Text section
I think if the Dodgers win the World Series this year, all of the owners who say this
game is unfair and needs a salary cap are going to have another arrow in their quiver to fire
in that they're going to have the backing of fans who are just tired of the Dodgers at this point
and tired of seeing what they do. Are some of those owners going to be owners with payroll that
ranked in the top 30 of the USA Today 2002 baseball playoff or baseball payroll edition?
I go back to that all the time. I'll look back from 25 years ago and then I'll see a couple
salaries in 2025 and be like this salary would have been the entire payroll right right like
there's I mean seriously like anybody can do the exercise it's it's embarrassing for some of these
teams today like your payroll would have ranked like 26th into you know so you're just
sitting there I know like so I mean look the Dodgers part of it like I understand the angst
and all but them being good because they're like being expensive
and good, and now they think they're going to get all this public momentum to be like the
Dodgers are bad. The Reds are bad. The athletics are bad for baseball. It's not the Dodgers
fault. No, but the Dodgers win. And if another team wins and yours doesn't, that inherently
makes that other team bad. And is it fair? No, of course not. The Dodgers are just an extraordinarily
well-run machine. They're a really, really good business that everybody else is jealous of.
I think something I wrote earlier this week.
I had a paragraph in there where I tried to explain what the Dodgers do.
It was the story about how Roki Sasaki came back from throwing like 93 at AAA and found 100 miles an hour again and is now essentially Dodgers closer.
And it's a story of not just player development, but of exceptional communication inside of a large organization.
where in other places egos might have taken over
or there would have been some sort of glitch in the matrix.
What the Dodgers do, though, is so much better
than just go and spend money.
It's like you can have two things at once.
You can have a huge financial advantage over other teams,
but if you don't complement that with sound decision-making
and with good process and with the ability to look at a player
like Sasaki who's broken and put Humpty Dumpty back together again,
then you're like the 2010 Yankees, you know?
You're just loaded and, you know, not 20 times wrong.
It's more like the early 2000 or mid-2000s Yankees,
but those Giambi teams and those teams that just had nothing beyond those stars
who were past their prime.
That's what the Dodgers could be.
Instead, they're a machine.
And I think that's the most frustrating part.
They, not only do they have the most money, but they might have the most competency, too.
I'm doing this just because I wanted to make sure I followed up on it on the payroll stuff.
And now I have a million tabs open.
So I don't know what's going to happen here.
At what point, at what point do you have too many tabs in a window and you just start another window?
I'll just, I go, hey, guess what?
It's been too much.
you're not reading that article.
I hate those articles.
They sit there, dude, and they judge you.
I'm digitally judged by my browser.
And it's like, you are so lazy that you haven't read this.

Jobs
- 1) Rewrite the text section, starting with "It was the story" and going on through "in the matrix.", and substitute "Triple-A" for "AAA".
- 2) List every baseball team the text section names.
- 3) According to the text section, what speed did Roki Sasaki find again after throwing like 93 at AAA?

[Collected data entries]
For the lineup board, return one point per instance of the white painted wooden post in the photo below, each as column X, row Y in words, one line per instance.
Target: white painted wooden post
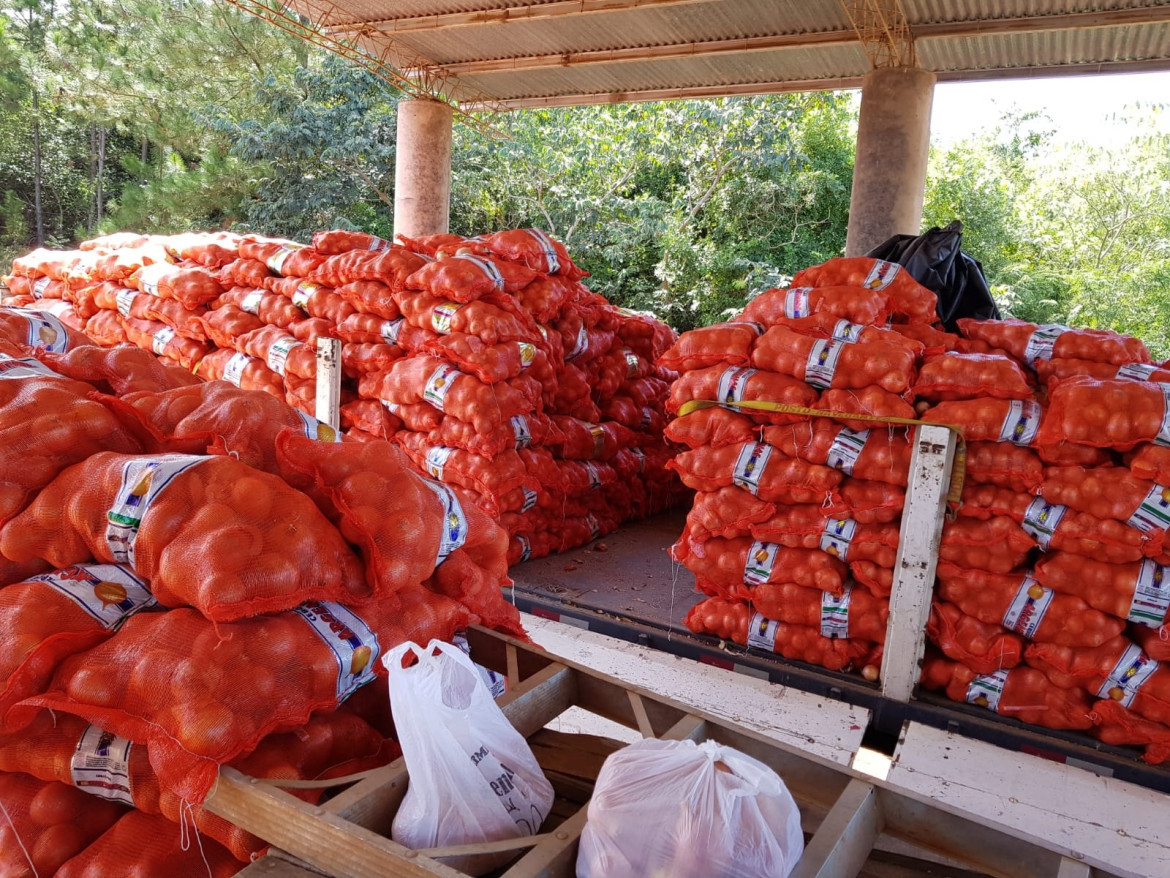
column 329, row 382
column 931, row 460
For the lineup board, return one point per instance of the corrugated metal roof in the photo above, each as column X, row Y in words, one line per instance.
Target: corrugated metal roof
column 524, row 53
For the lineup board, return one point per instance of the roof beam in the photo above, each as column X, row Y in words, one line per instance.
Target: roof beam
column 951, row 29
column 529, row 12
column 828, row 84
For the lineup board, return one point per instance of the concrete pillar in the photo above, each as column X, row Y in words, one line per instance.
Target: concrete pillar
column 422, row 169
column 889, row 171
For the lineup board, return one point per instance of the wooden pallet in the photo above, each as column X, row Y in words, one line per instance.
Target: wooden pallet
column 857, row 824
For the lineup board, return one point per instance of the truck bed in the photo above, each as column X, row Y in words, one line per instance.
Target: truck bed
column 625, row 585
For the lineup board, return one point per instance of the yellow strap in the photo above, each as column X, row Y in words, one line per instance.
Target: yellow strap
column 958, row 472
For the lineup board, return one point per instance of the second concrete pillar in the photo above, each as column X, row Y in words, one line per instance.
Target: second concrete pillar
column 889, row 171
column 422, row 167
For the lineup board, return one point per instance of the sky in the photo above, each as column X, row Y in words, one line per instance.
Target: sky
column 1102, row 110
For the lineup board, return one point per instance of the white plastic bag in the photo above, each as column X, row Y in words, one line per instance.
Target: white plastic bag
column 473, row 777
column 673, row 809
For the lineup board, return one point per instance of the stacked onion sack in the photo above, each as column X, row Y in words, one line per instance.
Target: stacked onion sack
column 1048, row 576
column 484, row 358
column 190, row 577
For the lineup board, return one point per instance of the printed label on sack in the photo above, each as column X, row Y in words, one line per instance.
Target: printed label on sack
column 276, row 261
column 303, row 293
column 149, row 276
column 279, row 354
column 881, row 275
column 1137, row 372
column 837, row 536
column 761, row 561
column 834, row 614
column 23, row 368
column 125, row 301
column 1128, row 676
column 439, row 385
column 986, row 690
column 846, row 448
column 1154, row 513
column 436, row 459
column 594, row 528
column 101, row 766
column 390, row 329
column 796, row 302
column 734, row 383
column 594, row 475
column 442, row 316
column 550, row 252
column 846, row 331
column 1021, row 422
column 349, row 638
column 521, row 431
column 108, row 592
column 1151, row 595
column 1041, row 342
column 489, row 268
column 318, row 430
column 1027, row 608
column 234, row 369
column 252, row 301
column 159, row 341
column 633, row 364
column 762, row 632
column 46, row 331
column 580, row 347
column 750, row 465
column 1041, row 520
column 454, row 520
column 823, row 362
column 1163, row 437
column 143, row 479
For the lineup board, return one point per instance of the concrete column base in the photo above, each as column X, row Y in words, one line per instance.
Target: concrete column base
column 889, row 171
column 422, row 167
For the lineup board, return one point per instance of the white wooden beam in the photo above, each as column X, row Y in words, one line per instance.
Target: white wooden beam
column 931, row 459
column 846, row 836
column 528, row 12
column 329, row 382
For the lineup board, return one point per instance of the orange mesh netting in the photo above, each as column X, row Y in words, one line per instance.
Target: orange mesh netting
column 985, row 647
column 907, row 296
column 1021, row 604
column 210, row 533
column 1023, row 693
column 1029, row 342
column 831, row 363
column 42, row 825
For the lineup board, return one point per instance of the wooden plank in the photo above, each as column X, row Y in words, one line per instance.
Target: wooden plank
column 845, row 838
column 329, row 382
column 814, row 725
column 530, row 12
column 324, row 841
column 1114, row 827
column 931, row 459
column 1073, row 869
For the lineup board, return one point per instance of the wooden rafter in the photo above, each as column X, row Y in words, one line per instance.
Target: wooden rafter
column 883, row 32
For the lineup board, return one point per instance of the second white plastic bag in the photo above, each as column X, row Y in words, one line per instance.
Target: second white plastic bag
column 473, row 777
column 673, row 809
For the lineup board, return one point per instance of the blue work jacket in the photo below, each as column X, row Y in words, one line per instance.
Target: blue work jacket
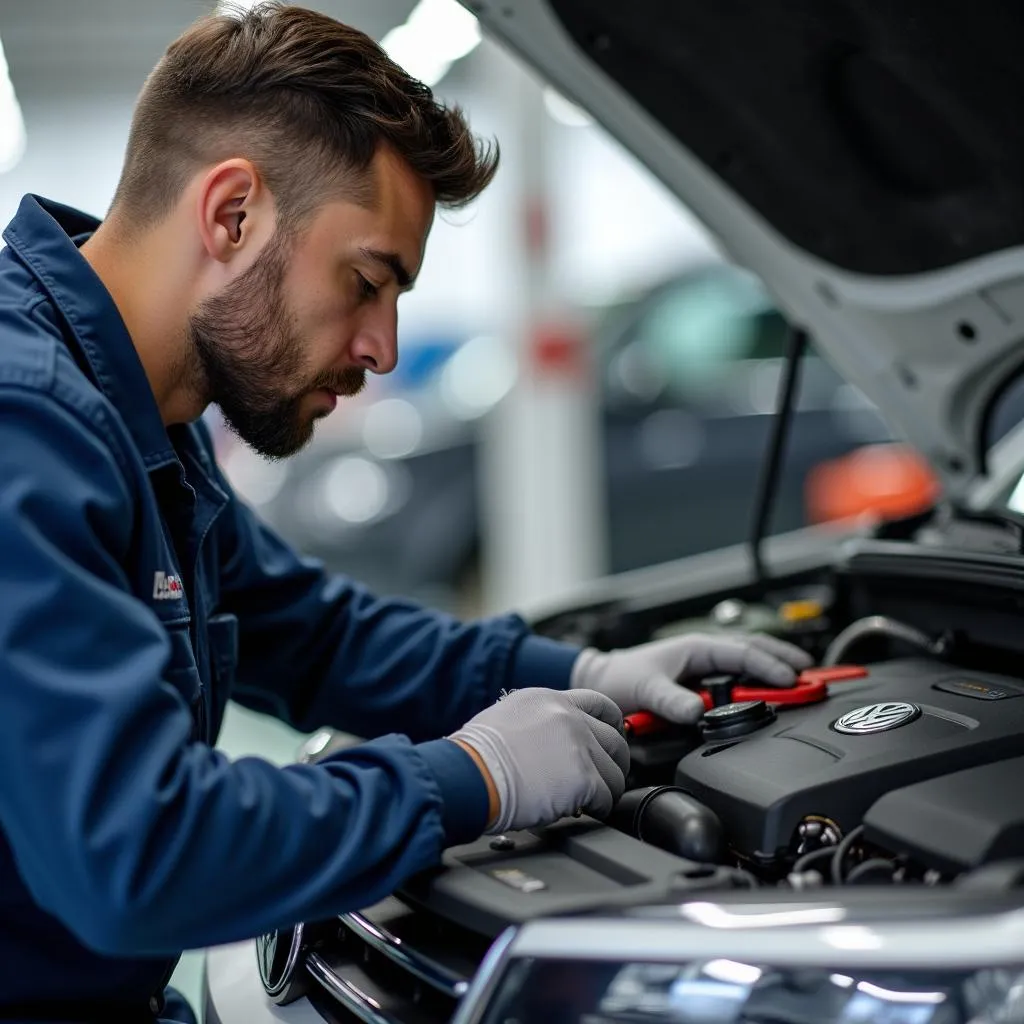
column 137, row 594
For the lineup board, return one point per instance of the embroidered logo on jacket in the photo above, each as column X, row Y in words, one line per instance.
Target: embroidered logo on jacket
column 167, row 587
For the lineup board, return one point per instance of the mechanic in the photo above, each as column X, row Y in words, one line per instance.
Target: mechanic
column 279, row 186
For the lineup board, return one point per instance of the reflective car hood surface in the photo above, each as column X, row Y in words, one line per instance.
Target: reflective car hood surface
column 865, row 160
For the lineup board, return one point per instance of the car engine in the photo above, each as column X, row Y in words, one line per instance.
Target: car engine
column 894, row 763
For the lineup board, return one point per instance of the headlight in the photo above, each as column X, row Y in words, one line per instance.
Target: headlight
column 725, row 991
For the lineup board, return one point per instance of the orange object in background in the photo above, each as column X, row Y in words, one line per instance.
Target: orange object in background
column 883, row 480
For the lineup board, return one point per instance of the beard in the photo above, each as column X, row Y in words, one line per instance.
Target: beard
column 246, row 356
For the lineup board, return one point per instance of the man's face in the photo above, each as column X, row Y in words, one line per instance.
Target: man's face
column 313, row 313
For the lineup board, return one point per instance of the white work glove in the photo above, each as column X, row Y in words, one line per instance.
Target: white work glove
column 550, row 754
column 647, row 678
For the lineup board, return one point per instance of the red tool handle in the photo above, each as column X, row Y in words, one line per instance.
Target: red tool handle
column 811, row 686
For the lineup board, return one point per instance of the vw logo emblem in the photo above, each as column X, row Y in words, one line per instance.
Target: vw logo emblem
column 877, row 718
column 278, row 956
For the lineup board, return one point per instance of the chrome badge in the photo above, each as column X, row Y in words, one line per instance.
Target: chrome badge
column 877, row 718
column 278, row 956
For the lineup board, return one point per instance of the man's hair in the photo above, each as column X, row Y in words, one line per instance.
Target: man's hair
column 307, row 99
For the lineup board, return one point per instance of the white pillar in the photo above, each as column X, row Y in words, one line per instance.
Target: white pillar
column 542, row 500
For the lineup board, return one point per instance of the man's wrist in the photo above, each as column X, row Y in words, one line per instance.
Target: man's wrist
column 494, row 804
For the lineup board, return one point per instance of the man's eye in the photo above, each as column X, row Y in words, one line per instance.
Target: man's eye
column 368, row 290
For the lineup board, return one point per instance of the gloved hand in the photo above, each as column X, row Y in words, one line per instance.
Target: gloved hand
column 646, row 678
column 550, row 754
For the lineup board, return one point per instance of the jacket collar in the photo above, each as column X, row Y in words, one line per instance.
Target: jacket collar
column 45, row 236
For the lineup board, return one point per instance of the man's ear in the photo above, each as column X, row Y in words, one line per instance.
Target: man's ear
column 231, row 201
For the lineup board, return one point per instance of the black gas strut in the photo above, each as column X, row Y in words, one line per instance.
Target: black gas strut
column 772, row 463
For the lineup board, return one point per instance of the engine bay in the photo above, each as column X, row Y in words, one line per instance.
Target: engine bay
column 893, row 763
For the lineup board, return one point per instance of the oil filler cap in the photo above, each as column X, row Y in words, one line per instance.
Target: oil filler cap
column 737, row 719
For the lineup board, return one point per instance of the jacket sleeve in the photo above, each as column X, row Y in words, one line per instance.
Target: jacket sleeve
column 140, row 841
column 321, row 650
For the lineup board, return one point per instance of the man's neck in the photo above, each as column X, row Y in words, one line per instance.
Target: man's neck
column 144, row 283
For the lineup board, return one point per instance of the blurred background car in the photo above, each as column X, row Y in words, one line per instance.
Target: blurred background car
column 687, row 374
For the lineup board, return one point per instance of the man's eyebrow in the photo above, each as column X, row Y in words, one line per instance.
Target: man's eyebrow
column 393, row 263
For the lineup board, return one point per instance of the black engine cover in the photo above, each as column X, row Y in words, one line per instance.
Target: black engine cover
column 763, row 785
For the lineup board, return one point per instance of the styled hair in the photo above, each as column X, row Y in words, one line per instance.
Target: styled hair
column 307, row 99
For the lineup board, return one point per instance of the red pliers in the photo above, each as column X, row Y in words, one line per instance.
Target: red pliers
column 811, row 686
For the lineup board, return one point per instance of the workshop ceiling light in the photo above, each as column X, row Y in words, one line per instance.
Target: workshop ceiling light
column 564, row 111
column 436, row 34
column 12, row 137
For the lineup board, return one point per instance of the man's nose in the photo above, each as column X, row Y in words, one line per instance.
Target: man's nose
column 377, row 350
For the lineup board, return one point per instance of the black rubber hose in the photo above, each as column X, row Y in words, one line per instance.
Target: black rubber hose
column 876, row 865
column 669, row 818
column 806, row 862
column 841, row 851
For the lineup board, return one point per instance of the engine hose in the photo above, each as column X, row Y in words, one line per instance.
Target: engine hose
column 868, row 867
column 841, row 854
column 876, row 626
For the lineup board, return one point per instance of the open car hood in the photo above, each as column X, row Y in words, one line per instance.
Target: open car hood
column 866, row 160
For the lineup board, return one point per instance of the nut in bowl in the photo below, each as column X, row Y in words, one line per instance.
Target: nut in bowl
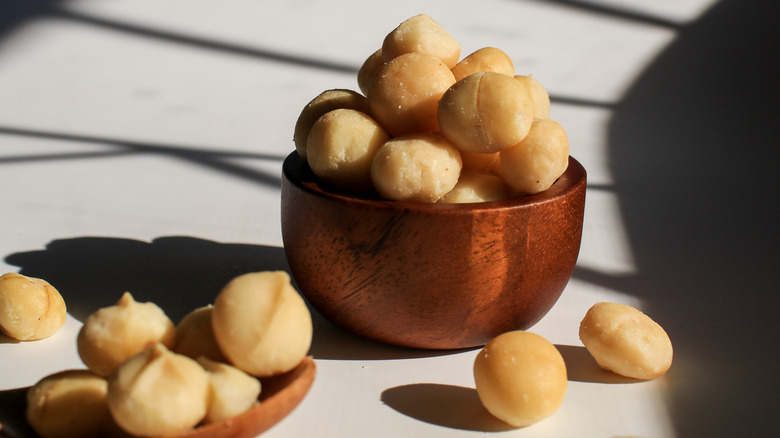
column 430, row 275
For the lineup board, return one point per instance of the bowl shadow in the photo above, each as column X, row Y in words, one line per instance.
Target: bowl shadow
column 450, row 406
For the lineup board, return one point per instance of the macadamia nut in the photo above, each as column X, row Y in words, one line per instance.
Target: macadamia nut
column 158, row 392
column 232, row 390
column 624, row 340
column 30, row 308
column 475, row 186
column 485, row 112
column 534, row 164
column 420, row 34
column 326, row 101
column 422, row 167
column 262, row 324
column 68, row 404
column 405, row 92
column 115, row 333
column 520, row 378
column 341, row 146
column 368, row 70
column 195, row 337
column 484, row 59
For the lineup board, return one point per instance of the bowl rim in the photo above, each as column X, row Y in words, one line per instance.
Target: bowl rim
column 296, row 171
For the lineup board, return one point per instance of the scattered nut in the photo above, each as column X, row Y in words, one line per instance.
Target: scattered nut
column 624, row 340
column 30, row 308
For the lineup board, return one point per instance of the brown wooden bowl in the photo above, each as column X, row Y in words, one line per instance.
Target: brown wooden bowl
column 434, row 276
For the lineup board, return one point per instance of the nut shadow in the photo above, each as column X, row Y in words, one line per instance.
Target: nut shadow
column 12, row 414
column 179, row 274
column 581, row 367
column 455, row 407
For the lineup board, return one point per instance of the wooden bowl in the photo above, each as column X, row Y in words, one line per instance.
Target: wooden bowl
column 433, row 276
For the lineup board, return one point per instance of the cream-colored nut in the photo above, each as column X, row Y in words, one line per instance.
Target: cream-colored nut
column 30, row 308
column 68, row 404
column 484, row 59
column 520, row 378
column 480, row 162
column 158, row 392
column 232, row 390
column 475, row 186
column 485, row 112
column 420, row 34
column 262, row 324
column 113, row 334
column 624, row 340
column 341, row 147
column 370, row 66
column 420, row 167
column 405, row 93
column 326, row 101
column 195, row 337
column 534, row 164
column 539, row 96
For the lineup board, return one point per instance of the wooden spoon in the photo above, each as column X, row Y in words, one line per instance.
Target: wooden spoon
column 280, row 395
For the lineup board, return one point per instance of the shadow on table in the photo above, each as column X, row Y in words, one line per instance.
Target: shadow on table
column 179, row 274
column 456, row 407
column 693, row 147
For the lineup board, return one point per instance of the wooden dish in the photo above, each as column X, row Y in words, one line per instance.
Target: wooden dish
column 279, row 396
column 434, row 276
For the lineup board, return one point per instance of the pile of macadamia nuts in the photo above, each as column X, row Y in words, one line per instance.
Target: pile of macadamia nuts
column 432, row 127
column 146, row 376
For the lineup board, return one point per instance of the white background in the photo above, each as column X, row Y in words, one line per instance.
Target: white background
column 141, row 145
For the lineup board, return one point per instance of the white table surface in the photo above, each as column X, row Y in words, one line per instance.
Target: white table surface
column 141, row 145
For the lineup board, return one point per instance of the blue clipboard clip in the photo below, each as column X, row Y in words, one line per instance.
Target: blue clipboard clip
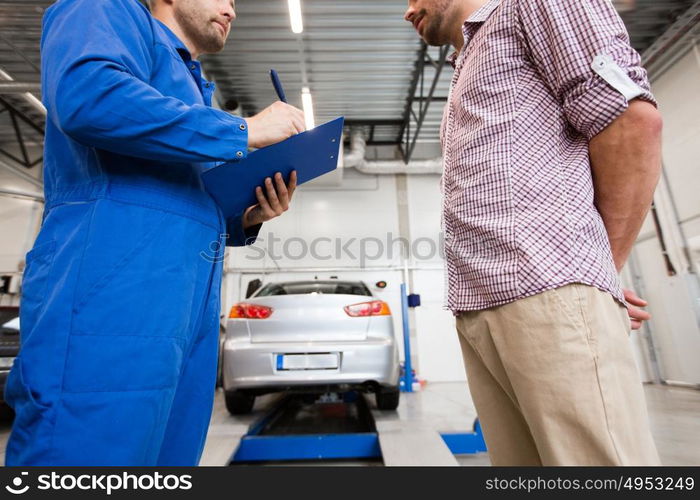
column 312, row 153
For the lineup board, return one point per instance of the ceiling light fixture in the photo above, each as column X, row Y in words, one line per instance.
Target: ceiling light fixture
column 308, row 105
column 295, row 16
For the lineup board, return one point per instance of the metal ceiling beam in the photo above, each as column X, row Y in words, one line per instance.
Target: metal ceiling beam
column 12, row 87
column 423, row 100
column 22, row 174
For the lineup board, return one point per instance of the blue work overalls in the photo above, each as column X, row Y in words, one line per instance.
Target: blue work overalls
column 120, row 301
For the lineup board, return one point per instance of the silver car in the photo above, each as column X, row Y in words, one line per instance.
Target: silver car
column 310, row 336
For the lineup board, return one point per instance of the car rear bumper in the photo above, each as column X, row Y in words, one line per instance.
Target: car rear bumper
column 251, row 366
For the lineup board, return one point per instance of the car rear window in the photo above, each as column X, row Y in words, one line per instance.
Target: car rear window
column 306, row 287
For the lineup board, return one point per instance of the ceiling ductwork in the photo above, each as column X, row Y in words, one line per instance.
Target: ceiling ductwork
column 355, row 158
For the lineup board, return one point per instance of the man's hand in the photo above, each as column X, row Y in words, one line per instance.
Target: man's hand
column 273, row 202
column 637, row 316
column 274, row 124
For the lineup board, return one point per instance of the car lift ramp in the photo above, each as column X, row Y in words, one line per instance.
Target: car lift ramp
column 302, row 427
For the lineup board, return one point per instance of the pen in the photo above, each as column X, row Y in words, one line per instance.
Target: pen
column 278, row 85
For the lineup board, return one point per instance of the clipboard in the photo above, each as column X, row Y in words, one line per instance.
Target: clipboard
column 311, row 153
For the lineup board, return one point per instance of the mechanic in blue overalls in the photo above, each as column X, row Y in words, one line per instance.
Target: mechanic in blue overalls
column 120, row 306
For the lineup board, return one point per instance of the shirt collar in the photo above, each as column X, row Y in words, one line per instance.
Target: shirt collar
column 478, row 17
column 176, row 42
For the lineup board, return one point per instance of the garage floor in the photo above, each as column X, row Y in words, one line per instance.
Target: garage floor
column 674, row 413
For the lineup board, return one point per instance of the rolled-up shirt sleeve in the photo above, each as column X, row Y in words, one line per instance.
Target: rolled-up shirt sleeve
column 582, row 51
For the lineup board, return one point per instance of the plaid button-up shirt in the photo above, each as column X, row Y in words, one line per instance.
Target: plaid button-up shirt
column 534, row 82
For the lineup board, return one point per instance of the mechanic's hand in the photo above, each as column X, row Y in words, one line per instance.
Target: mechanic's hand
column 274, row 124
column 272, row 202
column 637, row 316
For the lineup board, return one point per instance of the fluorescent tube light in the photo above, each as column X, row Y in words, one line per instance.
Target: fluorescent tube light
column 308, row 104
column 295, row 16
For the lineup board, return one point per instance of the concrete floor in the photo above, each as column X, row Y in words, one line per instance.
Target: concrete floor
column 675, row 418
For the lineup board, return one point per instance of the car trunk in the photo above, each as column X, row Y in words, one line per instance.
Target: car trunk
column 308, row 318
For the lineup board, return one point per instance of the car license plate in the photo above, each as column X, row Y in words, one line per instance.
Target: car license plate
column 324, row 361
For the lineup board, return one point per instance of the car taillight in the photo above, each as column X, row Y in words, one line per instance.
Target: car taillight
column 373, row 308
column 249, row 311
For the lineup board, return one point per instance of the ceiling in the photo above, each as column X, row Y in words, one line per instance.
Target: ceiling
column 358, row 57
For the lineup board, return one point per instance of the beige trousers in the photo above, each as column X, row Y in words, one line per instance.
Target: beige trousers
column 554, row 381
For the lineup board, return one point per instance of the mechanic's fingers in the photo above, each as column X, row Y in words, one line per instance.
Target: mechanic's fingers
column 272, row 196
column 262, row 201
column 292, row 184
column 282, row 192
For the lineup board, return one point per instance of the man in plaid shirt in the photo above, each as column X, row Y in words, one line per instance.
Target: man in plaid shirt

Responses to the tasks
- 1)
It was the story about how Roki Sasaki came back from throwing like 93 at Triple-A and found 100 miles an hour again and is now essentially Dodgers closer.
And it's a story of not just player development, but of exceptional communication inside of a large organization.
where in other places egos might have taken over
or there would have been some sort of glitch in the matrix.

- 2) Dodgers, Reds, Athletics, Yankees

- 3) 100 miles an hour